* TUJUAN TUGAS:
Ganti "cracked" dengan "damaged" pada bagian dari baris yang memuat "Where can you see the door handle?" hingga akhir entri, lalu tulis ulang bagian itu saja tanpa mengubah hal lain.

* ENTRI YANG DIBERIKAN:
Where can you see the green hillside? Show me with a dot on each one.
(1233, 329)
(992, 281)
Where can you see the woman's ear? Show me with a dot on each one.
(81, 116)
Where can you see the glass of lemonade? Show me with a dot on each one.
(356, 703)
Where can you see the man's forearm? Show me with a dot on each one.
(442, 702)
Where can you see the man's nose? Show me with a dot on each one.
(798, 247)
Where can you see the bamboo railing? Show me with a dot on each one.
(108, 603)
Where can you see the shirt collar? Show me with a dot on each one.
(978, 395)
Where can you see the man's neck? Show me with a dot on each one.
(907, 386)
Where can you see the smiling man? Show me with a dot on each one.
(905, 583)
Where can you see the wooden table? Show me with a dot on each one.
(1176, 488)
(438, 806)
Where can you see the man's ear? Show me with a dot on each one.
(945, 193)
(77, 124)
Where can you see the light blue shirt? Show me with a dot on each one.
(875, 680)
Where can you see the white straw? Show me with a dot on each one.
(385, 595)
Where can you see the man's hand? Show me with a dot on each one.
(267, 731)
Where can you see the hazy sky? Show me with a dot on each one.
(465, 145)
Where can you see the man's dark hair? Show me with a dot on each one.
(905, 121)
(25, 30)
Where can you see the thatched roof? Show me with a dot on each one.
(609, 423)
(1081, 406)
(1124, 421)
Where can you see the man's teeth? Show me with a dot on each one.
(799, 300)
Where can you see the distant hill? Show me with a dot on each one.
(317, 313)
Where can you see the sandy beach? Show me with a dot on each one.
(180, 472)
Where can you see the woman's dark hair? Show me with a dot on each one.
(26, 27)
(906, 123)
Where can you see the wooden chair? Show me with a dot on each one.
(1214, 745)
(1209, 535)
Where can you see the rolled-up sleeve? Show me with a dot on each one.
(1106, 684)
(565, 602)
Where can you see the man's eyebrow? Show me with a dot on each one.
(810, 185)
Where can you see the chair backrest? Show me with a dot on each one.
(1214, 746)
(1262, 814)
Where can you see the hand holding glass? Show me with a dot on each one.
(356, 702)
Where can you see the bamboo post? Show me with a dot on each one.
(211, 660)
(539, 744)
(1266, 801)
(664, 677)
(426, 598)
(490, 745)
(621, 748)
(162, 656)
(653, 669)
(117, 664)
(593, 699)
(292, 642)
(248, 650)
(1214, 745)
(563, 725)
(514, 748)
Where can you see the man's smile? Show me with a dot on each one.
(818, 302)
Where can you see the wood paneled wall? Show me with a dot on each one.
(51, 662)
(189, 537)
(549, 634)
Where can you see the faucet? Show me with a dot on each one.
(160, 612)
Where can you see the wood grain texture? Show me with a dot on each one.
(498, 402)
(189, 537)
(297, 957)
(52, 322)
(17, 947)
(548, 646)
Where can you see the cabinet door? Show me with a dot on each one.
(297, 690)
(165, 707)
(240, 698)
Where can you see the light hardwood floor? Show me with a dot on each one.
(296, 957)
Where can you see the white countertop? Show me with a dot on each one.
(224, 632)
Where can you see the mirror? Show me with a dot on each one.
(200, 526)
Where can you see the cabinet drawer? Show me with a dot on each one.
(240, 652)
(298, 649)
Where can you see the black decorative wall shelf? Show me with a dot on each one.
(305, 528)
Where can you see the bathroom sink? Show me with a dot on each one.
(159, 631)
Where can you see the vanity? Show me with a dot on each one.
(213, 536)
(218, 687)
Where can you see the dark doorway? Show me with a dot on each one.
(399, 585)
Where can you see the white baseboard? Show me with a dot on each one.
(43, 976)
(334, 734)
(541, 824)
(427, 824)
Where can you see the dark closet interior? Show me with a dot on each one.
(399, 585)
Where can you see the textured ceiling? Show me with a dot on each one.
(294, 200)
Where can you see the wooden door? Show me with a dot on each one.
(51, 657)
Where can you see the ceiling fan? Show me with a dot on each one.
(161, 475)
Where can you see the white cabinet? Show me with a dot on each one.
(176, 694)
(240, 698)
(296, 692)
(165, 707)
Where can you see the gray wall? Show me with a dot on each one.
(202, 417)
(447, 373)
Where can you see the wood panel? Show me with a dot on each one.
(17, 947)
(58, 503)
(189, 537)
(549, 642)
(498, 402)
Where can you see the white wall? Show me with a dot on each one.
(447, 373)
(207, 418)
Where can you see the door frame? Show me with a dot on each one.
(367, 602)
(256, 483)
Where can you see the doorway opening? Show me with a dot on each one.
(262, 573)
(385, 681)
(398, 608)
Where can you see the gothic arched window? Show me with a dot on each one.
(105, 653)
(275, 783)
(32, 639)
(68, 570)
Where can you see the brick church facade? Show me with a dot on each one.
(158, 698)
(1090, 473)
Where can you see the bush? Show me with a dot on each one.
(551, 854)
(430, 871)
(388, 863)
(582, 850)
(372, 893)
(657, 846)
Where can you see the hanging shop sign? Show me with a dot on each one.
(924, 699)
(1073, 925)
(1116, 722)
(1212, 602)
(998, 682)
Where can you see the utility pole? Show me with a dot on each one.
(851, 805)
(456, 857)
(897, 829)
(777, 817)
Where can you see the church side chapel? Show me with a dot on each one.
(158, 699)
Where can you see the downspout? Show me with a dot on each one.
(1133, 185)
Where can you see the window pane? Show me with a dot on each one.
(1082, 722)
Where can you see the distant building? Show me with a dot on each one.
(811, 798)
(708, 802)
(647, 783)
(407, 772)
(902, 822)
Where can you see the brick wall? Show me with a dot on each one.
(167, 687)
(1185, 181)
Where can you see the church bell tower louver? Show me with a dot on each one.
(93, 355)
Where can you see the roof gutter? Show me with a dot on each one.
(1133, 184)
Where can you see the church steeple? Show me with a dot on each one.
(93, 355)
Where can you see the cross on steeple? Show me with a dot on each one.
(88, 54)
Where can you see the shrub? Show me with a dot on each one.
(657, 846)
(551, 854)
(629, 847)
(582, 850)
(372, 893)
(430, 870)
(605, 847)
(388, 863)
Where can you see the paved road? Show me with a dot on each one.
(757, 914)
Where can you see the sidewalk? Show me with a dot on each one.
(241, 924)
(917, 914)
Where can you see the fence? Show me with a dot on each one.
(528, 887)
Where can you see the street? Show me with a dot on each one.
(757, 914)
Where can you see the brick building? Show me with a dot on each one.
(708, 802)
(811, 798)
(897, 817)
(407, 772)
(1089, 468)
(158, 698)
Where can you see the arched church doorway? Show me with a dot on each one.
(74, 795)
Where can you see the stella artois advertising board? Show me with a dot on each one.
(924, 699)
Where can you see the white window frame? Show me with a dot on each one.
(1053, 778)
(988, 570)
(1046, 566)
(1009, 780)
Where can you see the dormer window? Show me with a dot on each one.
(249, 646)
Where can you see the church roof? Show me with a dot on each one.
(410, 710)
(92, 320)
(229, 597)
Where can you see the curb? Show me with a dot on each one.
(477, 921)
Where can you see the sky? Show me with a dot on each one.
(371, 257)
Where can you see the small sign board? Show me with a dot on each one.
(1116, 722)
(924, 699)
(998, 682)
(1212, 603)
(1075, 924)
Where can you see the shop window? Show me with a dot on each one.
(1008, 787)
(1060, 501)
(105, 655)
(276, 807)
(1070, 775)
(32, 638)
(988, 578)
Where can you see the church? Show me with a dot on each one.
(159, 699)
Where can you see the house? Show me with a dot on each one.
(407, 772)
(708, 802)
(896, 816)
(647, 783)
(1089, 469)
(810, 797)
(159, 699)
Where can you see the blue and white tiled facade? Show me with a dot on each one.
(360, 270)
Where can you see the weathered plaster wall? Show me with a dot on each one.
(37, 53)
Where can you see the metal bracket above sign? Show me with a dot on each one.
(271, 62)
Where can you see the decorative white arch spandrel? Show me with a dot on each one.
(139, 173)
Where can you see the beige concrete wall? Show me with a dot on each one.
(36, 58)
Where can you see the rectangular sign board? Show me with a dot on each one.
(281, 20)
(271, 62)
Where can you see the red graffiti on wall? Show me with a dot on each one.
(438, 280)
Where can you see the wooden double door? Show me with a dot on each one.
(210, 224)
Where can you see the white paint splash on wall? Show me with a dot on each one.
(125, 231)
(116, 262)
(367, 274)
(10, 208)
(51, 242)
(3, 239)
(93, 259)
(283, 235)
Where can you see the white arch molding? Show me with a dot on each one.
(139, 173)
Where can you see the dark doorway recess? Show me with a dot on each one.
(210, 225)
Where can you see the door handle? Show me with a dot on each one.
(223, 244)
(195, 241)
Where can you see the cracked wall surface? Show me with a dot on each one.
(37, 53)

* HASIL TUGAS:
Where can you see the door handle? Show me with a dot on each one.
(223, 244)
(195, 241)
Where can you see the damaged wall surface? Show me with a dot on each one.
(37, 53)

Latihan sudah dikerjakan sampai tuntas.